Era novembro de 2014. Primeiro fim de semana. Plena campanha da Dilma. Fim de tarde na RPPN dele, a Linda Serra dos Topázios. Jaime e eu começamos a conversar sobre a falta que fazia termos acesso a um veículo independente e democrático de informação.

Resolvemos fundar o nosso. Um espaço não comercial, de resistência. Mais um trabalho de militância, voluntário, por suposto. Jaime propôs um jornal; eu, uma revista. O nome eu escolhi (ele queria Bacurau). Dividimos as tarefas. A capa ficou com ele, a linha editorial também.

Correr atrás da grana ficou por minha conta. A paleta de cores, depois de larga prosa, Jaime fechou questão – “nossas cores vão ser o vermelho e o amarelo, porque revista tem que ter cor de luta, cor vibrante” (eu queria verde-floresta). Na paz, acabei enfiando um branco.

Fizemos a primeira edição da Xapuri lá mesmo, na Reserva, em uma noite. Optamos por centrar na pauta socioambiental. Nossa primeira capa foi sobre os povos indígenas isolados do Acre: ‘Isolados, Bravos, Livres: Um Brasil Indígena por Conhecer”. Depois de tudo pronto, Jaime inventou de fazer uma outra boneca, “porque toda revista tem que ter número zero”.

Dessa vez finquei pé, ficamos com a capa indígena. Voltei pra Brasília com a boneca praticamente pronta e com a missão de dar um jeito de imprimir. Nos dias seguintes, o Jaime veio pra Formosa, pra convencer minha irmã Lúcia a revisar a revista, “de grátis”. Com a primeira revista impressa, a próxima tarefa foi montar o Conselho Editorial.

Jaime fez questão de visitar, explicar o projeto e convidar pessoalmente cada conselheiro e cada conselheira (até a doença agravar, nos seus últimos meses de vida, nunca abriu mão dessa tarefa). Daqui rumamos pra Goiânia, para convidar o arqueólogo Altair Sales Barbosa, nosso primeiro conselheiro. “O mais sabido de nóis,” segundo o Jaime.

Trilhamos uma linda jornada. Em 80 meses, Jaime fez questão de decidir, mensalmente, o tema da capa e, quase sempre, escrever ele mesmo. Às vezes, ligava pra falar da ótima ideia que teve, às vezes sumia e, no dia certo, lá vinha o texto pronto, impecável.

Na sexta-feira, 9 de julho, quando preparávamos a Xapuri 81, pela primeira vez em sete anos, ele me pediu para cuidar de tudo. Foi uma conversa triste, ele estava agoniado com os rumos da doença e com a tragédia que o Brasil enfrentava. Não falamos em morte, mas eu sabia que era o fim.

Hoje, cá estamos nós, sem as capas do Jaime, sem as pautas do Jaime, sem o linguajar do Jaime, sem o jaimês da Xapuri, mas na labuta, firmes na resistência. Mês sim, mês sim de novo, como você sonhava, Jaiminho, carcamos porva e, enfim, chegamos à nossa edição número 100. E, depois da Xapuri 100, como era desejo seu, a gente segue esperneando.

Fica tranquilo, camarada, que por aqui tá tudo direitim.

## TRECHOS DOS ITENS

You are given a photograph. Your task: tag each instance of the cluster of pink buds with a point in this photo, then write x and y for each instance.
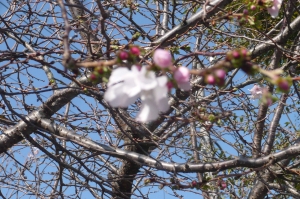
(222, 184)
(283, 84)
(162, 58)
(100, 73)
(130, 56)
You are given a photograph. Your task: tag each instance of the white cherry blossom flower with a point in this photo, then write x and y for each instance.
(274, 10)
(125, 86)
(256, 92)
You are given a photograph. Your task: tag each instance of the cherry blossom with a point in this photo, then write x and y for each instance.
(274, 10)
(162, 58)
(125, 86)
(256, 92)
(182, 77)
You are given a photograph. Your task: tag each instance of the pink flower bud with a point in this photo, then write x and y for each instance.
(236, 54)
(210, 79)
(220, 73)
(223, 185)
(283, 85)
(135, 50)
(169, 85)
(194, 183)
(93, 77)
(244, 52)
(162, 58)
(123, 55)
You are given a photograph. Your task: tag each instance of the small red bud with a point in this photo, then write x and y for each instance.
(194, 183)
(93, 77)
(135, 50)
(123, 55)
(169, 85)
(210, 79)
(236, 54)
(283, 85)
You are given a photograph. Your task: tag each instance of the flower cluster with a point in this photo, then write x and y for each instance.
(216, 77)
(125, 86)
(274, 9)
(256, 92)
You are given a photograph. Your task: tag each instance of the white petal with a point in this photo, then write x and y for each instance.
(118, 75)
(115, 96)
(186, 86)
(161, 94)
(131, 87)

## TAREFA A
Com base no texto sobre a revista Xapuri, responda:
(i) Que nome Jaime queria dar à publicação?
(ii) Quais cores Jaime definiu para a revista?
(iii) Quem foi o primeiro conselheiro convidado?
## TAREFA B
Reproduza o trecho do texto sobre a revista Xapuri que começa em "Jaime fez questão de visitar, explicar" e termina em "que era o fim.".
Os itens não têm relação com o texto.

## RESPOSTA A
(i) Bacurau.
(ii) Vermelho e amarelo.
(iii) O arqueólogo Altair Sales Barbosa.

## RESPOSTA B
Jaime fez questão de visitar, explicar o projeto e convidar pessoalmente cada conselheiro e cada conselheira (até a doença agravar, nos seus últimos meses de vida, nunca abriu mão dessa tarefa). Daqui rumamos pra Goiânia, para convidar o arqueólogo Altair Sales Barbosa, nosso primeiro conselheiro. “O mais sabido de nóis,” segundo o Jaime.

Trilhamos uma linda jornada. Em 80 meses, Jaime fez questão de decidir, mensalmente, o tema da capa e, quase sempre, escrever ele mesmo. Às vezes, ligava pra falar da ótima ideia que teve, às vezes sumia e, no dia certo, lá vinha o texto pronto, impecável.

Na sexta-feira, 9 de julho, quando preparávamos a Xapuri 81, pela primeira vez em sete anos, ele me pediu para cuidar de tudo. Foi uma conversa triste, ele estava agoniado com os rumos da doença e com a tragédia que o Brasil enfrentava. Não falamos em morte, mas eu sabia que era o fim.